■ **WHAT THIS TASK INVOLVES**: Go through the listing and copy every line word for word.

Records contained in a dataset

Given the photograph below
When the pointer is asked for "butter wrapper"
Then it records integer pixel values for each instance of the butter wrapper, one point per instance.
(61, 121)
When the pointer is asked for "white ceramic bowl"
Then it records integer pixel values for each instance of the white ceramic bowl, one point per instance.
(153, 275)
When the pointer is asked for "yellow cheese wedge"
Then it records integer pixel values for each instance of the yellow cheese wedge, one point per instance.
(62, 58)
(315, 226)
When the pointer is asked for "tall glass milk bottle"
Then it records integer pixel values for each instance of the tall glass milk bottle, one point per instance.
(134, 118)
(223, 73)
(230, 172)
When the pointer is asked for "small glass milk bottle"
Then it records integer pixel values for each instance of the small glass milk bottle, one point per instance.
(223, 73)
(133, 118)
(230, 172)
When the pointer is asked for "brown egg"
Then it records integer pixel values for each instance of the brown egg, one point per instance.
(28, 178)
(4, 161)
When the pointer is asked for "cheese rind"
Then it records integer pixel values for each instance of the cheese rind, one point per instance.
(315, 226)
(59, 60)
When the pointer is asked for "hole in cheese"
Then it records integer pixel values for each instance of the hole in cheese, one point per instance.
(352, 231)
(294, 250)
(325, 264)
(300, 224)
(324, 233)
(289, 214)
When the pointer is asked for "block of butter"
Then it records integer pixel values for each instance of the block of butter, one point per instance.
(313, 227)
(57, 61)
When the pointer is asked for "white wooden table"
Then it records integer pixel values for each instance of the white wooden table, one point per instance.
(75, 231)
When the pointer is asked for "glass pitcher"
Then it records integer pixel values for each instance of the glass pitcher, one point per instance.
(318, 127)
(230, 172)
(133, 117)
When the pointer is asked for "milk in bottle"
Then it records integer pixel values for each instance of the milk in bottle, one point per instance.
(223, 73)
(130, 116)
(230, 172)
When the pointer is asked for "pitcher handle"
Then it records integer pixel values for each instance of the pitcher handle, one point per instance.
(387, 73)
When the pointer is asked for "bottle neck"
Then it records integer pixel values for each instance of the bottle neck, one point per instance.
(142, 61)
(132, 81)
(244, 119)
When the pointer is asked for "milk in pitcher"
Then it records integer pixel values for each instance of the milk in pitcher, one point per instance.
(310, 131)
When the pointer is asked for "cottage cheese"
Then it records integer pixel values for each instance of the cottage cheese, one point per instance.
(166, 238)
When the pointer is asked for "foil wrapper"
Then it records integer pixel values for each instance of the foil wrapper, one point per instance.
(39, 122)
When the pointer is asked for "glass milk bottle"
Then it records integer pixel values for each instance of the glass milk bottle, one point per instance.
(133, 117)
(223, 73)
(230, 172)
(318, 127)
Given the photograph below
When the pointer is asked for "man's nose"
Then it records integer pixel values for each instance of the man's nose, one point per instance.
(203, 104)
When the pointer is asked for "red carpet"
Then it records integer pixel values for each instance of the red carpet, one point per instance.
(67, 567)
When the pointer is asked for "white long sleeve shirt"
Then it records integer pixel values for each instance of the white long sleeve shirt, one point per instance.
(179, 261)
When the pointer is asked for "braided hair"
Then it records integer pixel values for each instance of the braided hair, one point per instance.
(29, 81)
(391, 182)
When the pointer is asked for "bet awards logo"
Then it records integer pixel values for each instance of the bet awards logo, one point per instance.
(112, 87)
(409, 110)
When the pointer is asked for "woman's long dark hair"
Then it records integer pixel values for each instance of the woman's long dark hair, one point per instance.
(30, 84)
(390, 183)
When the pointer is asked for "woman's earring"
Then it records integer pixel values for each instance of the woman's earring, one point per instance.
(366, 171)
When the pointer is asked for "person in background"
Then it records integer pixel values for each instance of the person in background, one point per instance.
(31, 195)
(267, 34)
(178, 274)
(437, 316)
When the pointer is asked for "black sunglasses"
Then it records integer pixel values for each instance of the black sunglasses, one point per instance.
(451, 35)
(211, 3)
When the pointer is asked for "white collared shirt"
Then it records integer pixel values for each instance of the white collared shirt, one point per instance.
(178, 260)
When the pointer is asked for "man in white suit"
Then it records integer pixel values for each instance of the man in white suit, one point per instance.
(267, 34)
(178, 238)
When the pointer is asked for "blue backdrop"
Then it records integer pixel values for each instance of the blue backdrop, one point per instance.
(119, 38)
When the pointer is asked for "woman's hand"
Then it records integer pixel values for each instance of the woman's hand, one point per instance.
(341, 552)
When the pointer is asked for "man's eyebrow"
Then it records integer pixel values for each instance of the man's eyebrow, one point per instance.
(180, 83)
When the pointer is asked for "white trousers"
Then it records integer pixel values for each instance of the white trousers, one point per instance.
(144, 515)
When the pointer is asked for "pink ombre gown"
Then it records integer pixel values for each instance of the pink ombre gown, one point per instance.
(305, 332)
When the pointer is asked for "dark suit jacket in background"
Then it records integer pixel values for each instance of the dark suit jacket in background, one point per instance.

■ **ANSWER BELOW**:
Given the photograph below
When the pointer is asked for "butter wrapper"
Then it records integer pixel values for each instance of the butter wrapper, one point per instance.
(61, 121)
When the pointer is asked for "white ceramic bowl"
Then it records integer pixel values for each instance of the white ceramic bowl, one point per instance.
(153, 275)
When the pointer is asked for "yellow cheese wedge"
Then it records integer pixel values for each instance of the yellow cheese wedge, one point per instance.
(62, 58)
(315, 226)
When the pointer is asked for "tall glass milk bottle"
Then it records integer pixel values for each instance of the tall glass milk bottle, one point per instance.
(134, 118)
(223, 73)
(230, 172)
When the pointer is asked for "small glass milk bottle"
Then it records integer pixel values for each instance of the small glass milk bottle, one point per instance.
(223, 73)
(133, 118)
(230, 172)
When the pointer is asked for "brown egg"
Then it records integer pixel values for each instance of the brown egg, one point per instance.
(28, 178)
(4, 161)
When the pointer is asked for "cheese rind"
Then it records integer pixel values for each instance of the cheese rind, one point per instance.
(315, 226)
(59, 60)
When the pointer is asked for "hole in cheese"
Then it records integer pixel values for each instance of the hole in cheese, one point per instance.
(352, 231)
(294, 250)
(325, 264)
(300, 224)
(324, 233)
(289, 214)
When the pointer is asked for "block of butter"
Then it records integer pixel values for each instance of the block of butter, one point per instance.
(313, 227)
(57, 61)
When the pointer is asked for "white wooden table"
Then it records integer pixel values for each instance of the white wooden table, one point per instance.
(75, 231)
When the pointer is asked for "glass pitcher"
Then it records integer pixel values for each instance of the glass pitcher, one point per instance.
(318, 127)
(230, 172)
(133, 117)
When the pointer is asked for "milk in bottle"
Then it records integer pixel values for each instance of the milk in bottle, one point per instance.
(223, 73)
(130, 116)
(230, 172)
When the pointer is asked for "pitcher handle"
Then it records integer pixel values for each instance of the pitcher handle, one point per instance.
(387, 73)
When the pointer is asked for "bottle neck"
Then it records integer pixel values for each instance of the bottle neck, one point per instance.
(142, 61)
(132, 81)
(244, 119)
When the pointer is asked for "milk in pitcher"
Then it records integer pixel values for each instance of the milk in pitcher, one point per instance.
(310, 131)
When the pointer is asked for "cottage cheese"
Then it records integer pixel values for each instance of the cottage cheese, one point per instance.
(166, 238)
When the pointer is asked for "foil wrapper"
Then it records integer pixel values for each instance of the foil wrapper, one point per instance.
(39, 122)
When the pointer is asked for "glass milk bottle"
Then it records integer pixel values for each instance of the glass milk bottle, one point per instance.
(133, 117)
(223, 73)
(230, 172)
(318, 127)
Given the photograph below
When the pointer is asked for "man's nose"
Then it records integer pixel values for each instance of the man's nose, one point per instance.
(203, 104)
When the pointer is asked for "red carpet"
Then it records integer pixel values for each instance of the red carpet, one point per instance.
(67, 567)
When the pointer is asked for "white long sleeve shirt"
Then it records integer pixel values for each instance of the white long sleeve shirt, one point per instance.
(179, 261)
When the pointer is asked for "braided hair"
Then it records integer pixel values for each instance of the braided hair, one point per instance.
(29, 81)
(391, 182)
When the pointer is asked for "bet awards logo"
Then it records integer pixel values for each instance of the bet awards logo, one point per instance.
(112, 87)
(409, 110)
When the pointer is asked for "woman's long dark hair"
Then it records integer pixel values for each instance of the woman's long dark hair, one point per instance.
(30, 84)
(390, 183)
When the pointer is asked for "woman's earring"
Then it records integer pixel values for each instance of the woman's earring, one point per instance.
(366, 171)
When the pointer is asked for "person in background"
Then it records integer pixel values for each instance of the person in background, one point per instance.
(31, 195)
(267, 34)
(178, 274)
(437, 316)
When the pointer is asked for "black sunglasses"
Then it records integer pixel values for each instance of the black sunglasses, one point per instance.
(451, 35)
(211, 3)
When the pointer is asked for "white collared shirt"
Then it records integer pixel values for each instance of the white collared shirt, one point per instance.
(178, 260)
When the pointer is asked for "man in white suit"
Then it records integer pixel values for each instance of the man in white suit, one point per instance.
(267, 34)
(178, 238)
When the pointer is asked for "blue backdrop"
Then it records integer pixel values for each instance of the blue backdrop, one point per instance.
(119, 38)
When the pointer is asked for "woman's hand"
Then it records integer pixel values for each instance of the woman's hand, one point per instance.
(341, 552)
When the pointer is asked for "man's eyebrow"
Then it records integer pixel values for each instance of the man's eyebrow, one point per instance.
(180, 83)
When the pointer is asked for "white trousers"
Then it records integer pixel values for each instance of the white trousers, one point per instance.
(144, 515)
When the pointer is asked for "pink ombre gown"
Then it records integer pixel values for each instance of the pink ombre gown, one point per instance.
(305, 332)
When the pointer is asked for "dark suit jacket in background"
Then it records integer pixel values for each instance of the dark suit jacket in background, one point per instance.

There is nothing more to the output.